* **Supplied text**:
##############################

Quality Street: Differentiation through asset selection
It is well known the performance of prime and secondary buildings can vary based on divergent occupier demand. At times when occupiers are more cost conscious, secondary assets with cheaper rents may outperform.
Asset quality is less often used as a factor in portfolio construction decisions
However, asset quality is less often used as a factor in portfolio construction decisions, perhaps due to the difficulty of objectively categorising buildings in this way. To help overcome this, we have followed the guidance of the Investment Property Forum3 and use rental value, compared to other assets in the same market, as a quantifiable measure of asset quality. This better reflects occupiers’ perspectives on the quality of a building, as market rental value represents the amount they are willing to pay. Quantifying asset quality in this way allows us to better assess portfolio diversification.
Know your tenant
To state the obvious, having a greater diversity of tenants across a portfolio reduces risk. High tenant concentration can increase income risk through exposure to tenant insolvencies or tenants seeking to reduce their floorspace, through either a Company Voluntary Arrangement or triggering break options.
Tenant concentration is usually assessed through a simplistic measure of exposure to the largest tenants
While real estate investors consider tenant concentration, this is usually assessed through a simplistic measure of exposure to the largest five or ten tenants. Instead, we prefer to use a sum of squared allocations as a measure of concentration risk, as we do across all sources of diversification. This more accurately quantifies the concentration risk across all tenants in the portfolio, not just for an arbitrary cut-off point. An illustration of this score for three theoretical portfolios is demonstrated in Figure 4.

##############################

* **Entries provided**:
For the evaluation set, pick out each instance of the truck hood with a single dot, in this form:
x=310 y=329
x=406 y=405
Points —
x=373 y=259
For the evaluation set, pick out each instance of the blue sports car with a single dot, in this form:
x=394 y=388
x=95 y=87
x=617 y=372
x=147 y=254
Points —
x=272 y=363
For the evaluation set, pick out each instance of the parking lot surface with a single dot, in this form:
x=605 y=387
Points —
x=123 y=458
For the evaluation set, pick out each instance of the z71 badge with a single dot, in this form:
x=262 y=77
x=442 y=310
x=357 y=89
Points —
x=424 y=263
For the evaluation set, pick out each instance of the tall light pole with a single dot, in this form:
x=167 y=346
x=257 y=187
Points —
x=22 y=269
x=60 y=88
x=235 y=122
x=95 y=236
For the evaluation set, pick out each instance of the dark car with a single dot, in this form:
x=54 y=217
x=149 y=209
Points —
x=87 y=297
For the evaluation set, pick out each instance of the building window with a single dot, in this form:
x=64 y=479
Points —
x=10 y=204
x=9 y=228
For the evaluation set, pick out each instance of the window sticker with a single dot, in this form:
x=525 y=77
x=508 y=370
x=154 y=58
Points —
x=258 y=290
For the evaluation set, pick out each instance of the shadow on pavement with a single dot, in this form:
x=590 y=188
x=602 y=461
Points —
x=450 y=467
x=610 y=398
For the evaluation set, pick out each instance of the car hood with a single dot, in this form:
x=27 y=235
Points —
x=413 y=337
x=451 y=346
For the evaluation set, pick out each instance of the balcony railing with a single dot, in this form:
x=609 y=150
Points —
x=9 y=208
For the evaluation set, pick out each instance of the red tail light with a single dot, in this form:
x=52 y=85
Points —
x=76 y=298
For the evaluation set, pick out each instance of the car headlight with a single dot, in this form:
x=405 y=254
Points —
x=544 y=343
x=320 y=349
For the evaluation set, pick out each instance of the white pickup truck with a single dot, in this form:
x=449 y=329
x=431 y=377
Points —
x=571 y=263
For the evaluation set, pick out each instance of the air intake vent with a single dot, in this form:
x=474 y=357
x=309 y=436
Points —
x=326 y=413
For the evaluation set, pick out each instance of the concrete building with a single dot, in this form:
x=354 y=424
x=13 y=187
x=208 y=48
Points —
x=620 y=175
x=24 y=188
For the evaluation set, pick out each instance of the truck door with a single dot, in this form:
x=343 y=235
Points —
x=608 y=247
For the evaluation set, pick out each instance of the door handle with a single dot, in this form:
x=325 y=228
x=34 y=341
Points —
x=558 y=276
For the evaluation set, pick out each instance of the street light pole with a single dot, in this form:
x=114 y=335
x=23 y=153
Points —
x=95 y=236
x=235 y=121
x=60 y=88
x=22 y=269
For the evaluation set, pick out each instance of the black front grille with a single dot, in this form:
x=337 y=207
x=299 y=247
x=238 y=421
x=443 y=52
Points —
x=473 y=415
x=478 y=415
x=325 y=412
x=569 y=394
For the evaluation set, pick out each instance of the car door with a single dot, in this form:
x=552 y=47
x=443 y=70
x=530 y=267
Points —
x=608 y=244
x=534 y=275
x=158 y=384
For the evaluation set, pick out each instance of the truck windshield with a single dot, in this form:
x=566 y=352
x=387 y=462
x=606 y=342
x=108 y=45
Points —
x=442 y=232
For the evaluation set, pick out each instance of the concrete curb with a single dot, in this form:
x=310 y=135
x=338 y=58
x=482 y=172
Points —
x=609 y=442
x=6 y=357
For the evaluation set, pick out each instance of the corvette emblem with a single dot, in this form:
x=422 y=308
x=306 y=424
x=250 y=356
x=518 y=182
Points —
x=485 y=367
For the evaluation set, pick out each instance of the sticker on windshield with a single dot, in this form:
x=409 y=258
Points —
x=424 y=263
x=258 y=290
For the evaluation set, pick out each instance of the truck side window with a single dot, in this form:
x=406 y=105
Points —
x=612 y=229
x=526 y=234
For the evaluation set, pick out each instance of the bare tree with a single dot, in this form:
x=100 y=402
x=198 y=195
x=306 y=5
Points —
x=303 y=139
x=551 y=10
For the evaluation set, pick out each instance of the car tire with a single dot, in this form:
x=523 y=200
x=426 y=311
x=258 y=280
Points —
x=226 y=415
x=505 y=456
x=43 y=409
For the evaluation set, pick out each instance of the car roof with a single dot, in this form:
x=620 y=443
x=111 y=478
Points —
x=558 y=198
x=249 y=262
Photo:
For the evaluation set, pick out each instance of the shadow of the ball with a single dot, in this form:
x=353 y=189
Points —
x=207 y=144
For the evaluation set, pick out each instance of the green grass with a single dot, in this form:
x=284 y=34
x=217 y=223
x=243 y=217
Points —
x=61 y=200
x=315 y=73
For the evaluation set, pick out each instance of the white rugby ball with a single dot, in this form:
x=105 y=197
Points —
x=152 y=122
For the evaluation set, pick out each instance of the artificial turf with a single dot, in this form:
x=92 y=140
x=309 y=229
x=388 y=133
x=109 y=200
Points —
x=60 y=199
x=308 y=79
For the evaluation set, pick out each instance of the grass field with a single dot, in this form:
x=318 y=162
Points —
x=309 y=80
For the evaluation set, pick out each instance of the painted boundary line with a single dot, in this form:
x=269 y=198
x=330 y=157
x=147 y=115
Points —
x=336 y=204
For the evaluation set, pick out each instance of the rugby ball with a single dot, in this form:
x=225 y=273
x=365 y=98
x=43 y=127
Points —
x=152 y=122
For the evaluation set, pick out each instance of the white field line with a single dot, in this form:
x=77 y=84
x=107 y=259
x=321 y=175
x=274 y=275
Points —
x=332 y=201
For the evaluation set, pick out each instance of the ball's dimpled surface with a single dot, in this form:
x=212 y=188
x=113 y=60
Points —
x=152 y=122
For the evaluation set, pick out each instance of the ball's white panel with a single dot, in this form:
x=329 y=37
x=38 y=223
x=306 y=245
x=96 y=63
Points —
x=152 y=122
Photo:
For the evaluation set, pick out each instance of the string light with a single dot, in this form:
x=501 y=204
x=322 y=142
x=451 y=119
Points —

##############################

* **Assigned task**: Please copy the real estate text word for word, starting with "Tenant concentration is" and going on through "in Figure 4.".

* **Response area**:
Tenant concentration is usually assessed through a simplistic measure of exposure to the largest tenants
While real estate investors consider tenant concentration, this is usually assessed through a simplistic measure of exposure to the largest five or ten tenants. Instead, we prefer to use a sum of squared allocations as a measure of concentration risk, as we do across all sources of diversification. This more accurately quantifies the concentration risk across all tenants in the portfolio, not just for an arbitrary cut-off point. An illustration of this score for three theoretical portfolios is demonstrated in Figure 4.